* start RECORDS SUPPLIED *

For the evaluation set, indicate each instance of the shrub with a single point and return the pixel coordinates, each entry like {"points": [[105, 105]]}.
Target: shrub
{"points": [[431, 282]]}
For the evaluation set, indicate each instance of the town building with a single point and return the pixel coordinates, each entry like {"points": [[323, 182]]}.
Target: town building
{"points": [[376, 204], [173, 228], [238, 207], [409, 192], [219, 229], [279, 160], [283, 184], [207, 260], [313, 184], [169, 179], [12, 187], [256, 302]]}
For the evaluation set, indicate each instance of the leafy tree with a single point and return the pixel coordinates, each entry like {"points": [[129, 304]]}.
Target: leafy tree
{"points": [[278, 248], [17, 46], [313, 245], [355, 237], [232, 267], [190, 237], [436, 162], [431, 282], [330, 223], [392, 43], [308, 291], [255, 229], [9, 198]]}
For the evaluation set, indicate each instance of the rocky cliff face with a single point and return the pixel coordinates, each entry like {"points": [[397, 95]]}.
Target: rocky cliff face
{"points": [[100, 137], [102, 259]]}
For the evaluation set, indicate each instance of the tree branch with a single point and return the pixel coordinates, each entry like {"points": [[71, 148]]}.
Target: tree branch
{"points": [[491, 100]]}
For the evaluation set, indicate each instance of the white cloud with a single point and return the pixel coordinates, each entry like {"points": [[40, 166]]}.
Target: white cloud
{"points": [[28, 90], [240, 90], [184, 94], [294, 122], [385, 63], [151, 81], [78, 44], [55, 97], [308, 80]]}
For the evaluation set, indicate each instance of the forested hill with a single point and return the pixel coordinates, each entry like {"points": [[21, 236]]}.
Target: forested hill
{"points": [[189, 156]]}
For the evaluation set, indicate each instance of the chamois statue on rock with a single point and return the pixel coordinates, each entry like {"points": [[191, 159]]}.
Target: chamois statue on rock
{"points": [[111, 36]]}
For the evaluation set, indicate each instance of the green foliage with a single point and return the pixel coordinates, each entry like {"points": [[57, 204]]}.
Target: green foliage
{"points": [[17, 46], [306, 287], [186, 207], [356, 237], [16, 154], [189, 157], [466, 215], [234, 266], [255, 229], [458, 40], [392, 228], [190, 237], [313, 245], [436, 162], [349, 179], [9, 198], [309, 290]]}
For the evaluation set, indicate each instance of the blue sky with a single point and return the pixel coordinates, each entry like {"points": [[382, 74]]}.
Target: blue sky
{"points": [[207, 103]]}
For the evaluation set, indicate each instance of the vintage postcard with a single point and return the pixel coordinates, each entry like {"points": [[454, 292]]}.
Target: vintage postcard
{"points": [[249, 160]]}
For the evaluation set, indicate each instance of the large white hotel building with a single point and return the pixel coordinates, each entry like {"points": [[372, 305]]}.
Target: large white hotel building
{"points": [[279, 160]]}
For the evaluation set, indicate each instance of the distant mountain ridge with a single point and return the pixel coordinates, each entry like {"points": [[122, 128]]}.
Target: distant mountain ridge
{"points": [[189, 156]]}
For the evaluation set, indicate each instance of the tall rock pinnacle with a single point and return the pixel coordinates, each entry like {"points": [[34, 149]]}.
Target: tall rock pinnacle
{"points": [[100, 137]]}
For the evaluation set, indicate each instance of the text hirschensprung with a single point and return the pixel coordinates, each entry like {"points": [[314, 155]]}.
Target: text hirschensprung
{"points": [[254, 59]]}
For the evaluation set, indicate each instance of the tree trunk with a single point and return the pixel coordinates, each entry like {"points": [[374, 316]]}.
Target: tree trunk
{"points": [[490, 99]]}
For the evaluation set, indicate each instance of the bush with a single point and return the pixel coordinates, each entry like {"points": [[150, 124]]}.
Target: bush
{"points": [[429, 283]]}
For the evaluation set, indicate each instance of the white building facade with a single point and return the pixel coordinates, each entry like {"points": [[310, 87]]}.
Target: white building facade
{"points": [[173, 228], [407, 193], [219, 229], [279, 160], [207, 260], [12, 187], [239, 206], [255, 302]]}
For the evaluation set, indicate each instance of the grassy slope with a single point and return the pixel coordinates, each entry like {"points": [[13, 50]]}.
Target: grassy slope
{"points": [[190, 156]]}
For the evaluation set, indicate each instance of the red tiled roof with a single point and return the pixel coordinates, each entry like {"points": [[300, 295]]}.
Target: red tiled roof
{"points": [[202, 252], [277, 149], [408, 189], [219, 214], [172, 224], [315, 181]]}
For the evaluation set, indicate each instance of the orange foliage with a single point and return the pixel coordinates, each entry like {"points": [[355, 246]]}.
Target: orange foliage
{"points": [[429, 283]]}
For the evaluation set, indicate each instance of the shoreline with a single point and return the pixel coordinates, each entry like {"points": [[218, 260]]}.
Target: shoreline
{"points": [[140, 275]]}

* end RECORDS SUPPLIED *

DESCRIPTION OF THE TASK: Convert every line of the items above into a JSON list of strings, with one string per line and blank lines omitted.

WRITTEN ANSWER:
[
  "For the evaluation set, indicate each instance of the shrub with a single point and return the pixel coordinates, each entry like {\"points\": [[105, 105]]}.",
  "Target: shrub",
  "{\"points\": [[431, 282]]}",
  "For the evaluation set, indicate each instance of the town building with a single point and return the pixel coordinates, each entry like {\"points\": [[323, 182]]}.",
  "Target: town building",
  "{\"points\": [[376, 204], [173, 228], [238, 207], [409, 192], [219, 229], [279, 160], [283, 184], [207, 260], [313, 184], [169, 179], [12, 187], [256, 302]]}",
  "For the evaluation set, indicate each instance of the leafy tree with a single point and return the pixel coordinates, each entry like {\"points\": [[129, 304]]}.",
  "Target: leafy tree",
  "{\"points\": [[278, 248], [17, 46], [313, 245], [355, 237], [232, 267], [190, 237], [436, 162], [431, 282], [330, 223], [392, 43], [308, 291], [255, 229], [9, 198]]}",
  "For the evaluation set, indicate each instance of the rocky cliff face with a single point and return the pixel coordinates, each entry like {\"points\": [[397, 95]]}.",
  "Target: rocky cliff face",
  "{\"points\": [[100, 137], [102, 259]]}",
  "For the evaluation set, indicate each instance of the tree branch with a single point and return the pixel coordinates, each entry like {\"points\": [[71, 148]]}.",
  "Target: tree branch",
  "{\"points\": [[491, 100]]}",
  "For the evaluation set, indicate each instance of the white cloud with a single point and return the pixel coordinates, each entry like {\"points\": [[40, 166]]}.",
  "Target: white cloud",
  "{\"points\": [[28, 90], [240, 90], [184, 94], [294, 122], [385, 63], [151, 81], [78, 44], [55, 97], [308, 80]]}",
  "For the evaluation set, indicate each instance of the forested hill with a single point and return the pixel coordinates, each entry like {\"points\": [[21, 236]]}.",
  "Target: forested hill",
  "{\"points\": [[189, 156]]}",
  "For the evaluation set, indicate each instance of the chamois statue on rock with a single point and return the pixel coordinates, each entry like {\"points\": [[191, 159]]}.",
  "Target: chamois statue on rock",
  "{\"points\": [[111, 36]]}",
  "For the evaluation set, indicate each instance of the green foliage with a single point and return the pixel coordinates, each entry like {\"points\": [[57, 204]]}.",
  "Target: green foliage",
  "{\"points\": [[17, 46], [306, 287], [186, 207], [356, 237], [16, 154], [189, 157], [466, 215], [234, 266], [255, 229], [458, 40], [392, 228], [190, 237], [313, 245], [436, 162], [349, 179], [9, 198], [309, 290]]}",
  "For the evaluation set, indicate each instance of the blue sky with a single point and return the pixel coordinates, each entry like {\"points\": [[382, 74]]}.",
  "Target: blue sky",
  "{\"points\": [[207, 103]]}",
  "For the evaluation set, indicate each instance of the vintage postcard with a single point and return the pixel coordinates, each entry like {\"points\": [[454, 292]]}.",
  "Target: vintage postcard",
  "{\"points\": [[249, 160]]}",
  "For the evaluation set, indicate each instance of the large white hotel building with a single point and return the pixel coordinates, each entry like {\"points\": [[372, 305]]}.",
  "Target: large white hotel building",
  "{\"points\": [[279, 160]]}",
  "For the evaluation set, indicate each instance of the distant mountain ridge with a single point and return the pixel coordinates, each entry like {\"points\": [[122, 128]]}.",
  "Target: distant mountain ridge",
  "{\"points\": [[189, 156]]}",
  "For the evaluation set, indicate each instance of the tall rock pinnacle with a single point and return the pixel coordinates, each entry like {\"points\": [[34, 149]]}.",
  "Target: tall rock pinnacle",
  "{\"points\": [[100, 137]]}",
  "For the evaluation set, indicate each instance of the text hirschensprung with a single point and return the pixel coordinates, each entry like {\"points\": [[314, 155]]}.",
  "Target: text hirschensprung",
  "{\"points\": [[254, 59]]}",
  "For the evaluation set, indicate each instance of the tree trunk with a single point and return the pixel coordinates, each entry like {\"points\": [[374, 316]]}.",
  "Target: tree trunk",
  "{\"points\": [[490, 99]]}",
  "For the evaluation set, indicate each instance of the bush with a single point and return the pixel coordinates, each entry like {\"points\": [[150, 124]]}.",
  "Target: bush",
  "{\"points\": [[429, 283]]}",
  "For the evaluation set, indicate each instance of the white building facade with a single point and return the pixel coordinates, each entry like {\"points\": [[310, 87]]}.",
  "Target: white building facade",
  "{\"points\": [[173, 228], [407, 193], [219, 229], [279, 160], [207, 260], [12, 187], [239, 206], [255, 302]]}",
  "For the evaluation set, indicate each instance of the grassy slope with a single point and return the pixel coordinates, each entry like {\"points\": [[13, 50]]}.",
  "Target: grassy slope",
  "{\"points\": [[190, 156]]}",
  "For the evaluation set, indicate each instance of the red tiled roof with a single point and return the pixel coordinates, each entry like {\"points\": [[300, 295]]}.",
  "Target: red tiled roof",
  "{\"points\": [[202, 252], [277, 149], [408, 189], [219, 214], [172, 224], [315, 181]]}",
  "For the evaluation set, indicate each instance of the orange foliage with a single point and return the pixel coordinates, each entry like {\"points\": [[355, 246]]}.",
  "Target: orange foliage",
  "{\"points\": [[429, 283]]}",
  "For the evaluation set, indicate each instance of the shoreline with a single point and return the pixel coordinates, each entry like {\"points\": [[218, 260]]}.",
  "Target: shoreline",
  "{\"points\": [[140, 275]]}"
]